#### Data supplied ####

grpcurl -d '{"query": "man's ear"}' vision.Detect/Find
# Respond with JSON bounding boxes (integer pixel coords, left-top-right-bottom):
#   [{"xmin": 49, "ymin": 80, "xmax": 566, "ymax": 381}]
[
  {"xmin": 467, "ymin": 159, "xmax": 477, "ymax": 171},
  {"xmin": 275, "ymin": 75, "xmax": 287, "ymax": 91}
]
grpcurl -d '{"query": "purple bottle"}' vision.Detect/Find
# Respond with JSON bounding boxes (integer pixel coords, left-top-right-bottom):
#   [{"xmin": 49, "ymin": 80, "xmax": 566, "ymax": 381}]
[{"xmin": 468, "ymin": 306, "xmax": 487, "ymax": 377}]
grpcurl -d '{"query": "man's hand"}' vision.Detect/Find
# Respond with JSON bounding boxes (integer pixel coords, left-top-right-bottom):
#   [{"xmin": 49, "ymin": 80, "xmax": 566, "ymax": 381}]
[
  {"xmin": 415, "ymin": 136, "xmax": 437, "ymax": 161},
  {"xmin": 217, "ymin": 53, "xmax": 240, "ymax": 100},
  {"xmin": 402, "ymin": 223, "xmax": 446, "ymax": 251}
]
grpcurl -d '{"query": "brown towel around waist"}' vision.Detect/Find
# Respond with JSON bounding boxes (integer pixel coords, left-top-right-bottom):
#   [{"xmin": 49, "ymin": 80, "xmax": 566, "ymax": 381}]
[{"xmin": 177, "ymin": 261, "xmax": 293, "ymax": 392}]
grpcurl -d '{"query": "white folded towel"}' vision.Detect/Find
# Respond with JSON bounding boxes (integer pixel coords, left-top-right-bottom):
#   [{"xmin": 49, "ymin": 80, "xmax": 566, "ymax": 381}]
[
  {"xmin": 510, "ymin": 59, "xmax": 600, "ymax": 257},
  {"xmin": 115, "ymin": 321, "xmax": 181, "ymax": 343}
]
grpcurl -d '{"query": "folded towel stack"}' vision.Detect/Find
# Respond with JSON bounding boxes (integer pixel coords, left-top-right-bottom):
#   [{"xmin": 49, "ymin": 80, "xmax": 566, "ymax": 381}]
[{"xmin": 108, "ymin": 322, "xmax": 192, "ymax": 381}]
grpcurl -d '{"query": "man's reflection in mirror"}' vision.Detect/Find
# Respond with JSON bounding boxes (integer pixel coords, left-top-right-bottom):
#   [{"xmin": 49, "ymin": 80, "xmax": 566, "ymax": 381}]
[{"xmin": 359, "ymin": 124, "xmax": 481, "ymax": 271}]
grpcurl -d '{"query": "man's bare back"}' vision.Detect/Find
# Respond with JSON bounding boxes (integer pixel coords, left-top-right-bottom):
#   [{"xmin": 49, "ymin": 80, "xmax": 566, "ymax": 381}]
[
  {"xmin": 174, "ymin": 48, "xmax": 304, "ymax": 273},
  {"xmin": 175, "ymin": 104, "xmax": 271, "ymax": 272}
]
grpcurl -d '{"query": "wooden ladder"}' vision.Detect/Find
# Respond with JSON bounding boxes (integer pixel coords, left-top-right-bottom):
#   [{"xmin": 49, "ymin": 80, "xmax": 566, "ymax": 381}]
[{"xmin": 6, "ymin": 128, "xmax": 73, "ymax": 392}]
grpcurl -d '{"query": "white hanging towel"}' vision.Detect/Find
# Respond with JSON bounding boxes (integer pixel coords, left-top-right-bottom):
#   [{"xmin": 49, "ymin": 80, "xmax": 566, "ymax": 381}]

####

■ **To do**:
Please copy out each record, character for character.

■ **Finished answer**:
grpcurl -d '{"query": "man's ear"}' vision.Detect/Find
# Respond with JSON bounding boxes (integer pixel coords, left-top-right-bottom):
#   [{"xmin": 49, "ymin": 80, "xmax": 566, "ymax": 381}]
[
  {"xmin": 467, "ymin": 159, "xmax": 477, "ymax": 171},
  {"xmin": 275, "ymin": 75, "xmax": 287, "ymax": 91}
]
grpcurl -d '{"query": "purple bottle"}' vision.Detect/Find
# Respond with JSON bounding boxes (integer pixel coords, left-top-right-bottom):
#   [{"xmin": 49, "ymin": 80, "xmax": 566, "ymax": 381}]
[{"xmin": 468, "ymin": 306, "xmax": 487, "ymax": 377}]
grpcurl -d '{"query": "man's hand"}' vision.Detect/Find
# Respond with JSON bounding boxes (integer pixel coords, left-top-right-bottom):
#   [{"xmin": 49, "ymin": 80, "xmax": 566, "ymax": 381}]
[
  {"xmin": 415, "ymin": 136, "xmax": 437, "ymax": 161},
  {"xmin": 217, "ymin": 53, "xmax": 240, "ymax": 100},
  {"xmin": 402, "ymin": 223, "xmax": 446, "ymax": 251}
]
grpcurl -d '{"query": "brown towel around waist"}' vision.Detect/Find
# Respond with JSON bounding boxes (integer pixel coords, left-top-right-bottom):
#   [{"xmin": 49, "ymin": 80, "xmax": 566, "ymax": 381}]
[{"xmin": 177, "ymin": 261, "xmax": 293, "ymax": 392}]
grpcurl -d '{"query": "white folded towel"}' vision.Detect/Find
# Respond with JSON bounding boxes (integer pixel coords, left-top-right-bottom):
#   [{"xmin": 49, "ymin": 80, "xmax": 566, "ymax": 381}]
[
  {"xmin": 510, "ymin": 59, "xmax": 600, "ymax": 257},
  {"xmin": 115, "ymin": 321, "xmax": 181, "ymax": 343}
]
grpcurl -d '{"query": "folded towel stack"}' vision.Detect/Find
# Respond with JSON bounding boxes (integer pixel coords, left-top-right-bottom):
#   [{"xmin": 49, "ymin": 80, "xmax": 566, "ymax": 381}]
[{"xmin": 108, "ymin": 322, "xmax": 192, "ymax": 381}]
grpcurl -d '{"query": "man's reflection in mirror"}' vision.Detect/Find
# Respond with JSON bounding boxes (integer pixel coords, left-top-right-bottom):
#   [{"xmin": 49, "ymin": 80, "xmax": 566, "ymax": 381}]
[{"xmin": 359, "ymin": 124, "xmax": 481, "ymax": 271}]
grpcurl -d '{"query": "man's bare back"}' vision.Detect/Find
# Respond with JSON bounding boxes (integer pixel coords, left-top-right-bottom):
#   [{"xmin": 49, "ymin": 80, "xmax": 566, "ymax": 381}]
[
  {"xmin": 174, "ymin": 48, "xmax": 304, "ymax": 273},
  {"xmin": 175, "ymin": 104, "xmax": 271, "ymax": 272}
]
grpcurl -d '{"query": "wooden ladder"}' vision.Detect/Find
# Respond with JSON bounding boxes (integer pixel coords, left-top-right-bottom):
#   [{"xmin": 49, "ymin": 80, "xmax": 566, "ymax": 381}]
[{"xmin": 6, "ymin": 128, "xmax": 73, "ymax": 392}]
grpcurl -d '{"query": "white hanging towel"}' vision.Detect/Find
# Respond with JSON bounding boxes (integer pixel coords, left-top-right-bottom):
#   [{"xmin": 49, "ymin": 80, "xmax": 566, "ymax": 381}]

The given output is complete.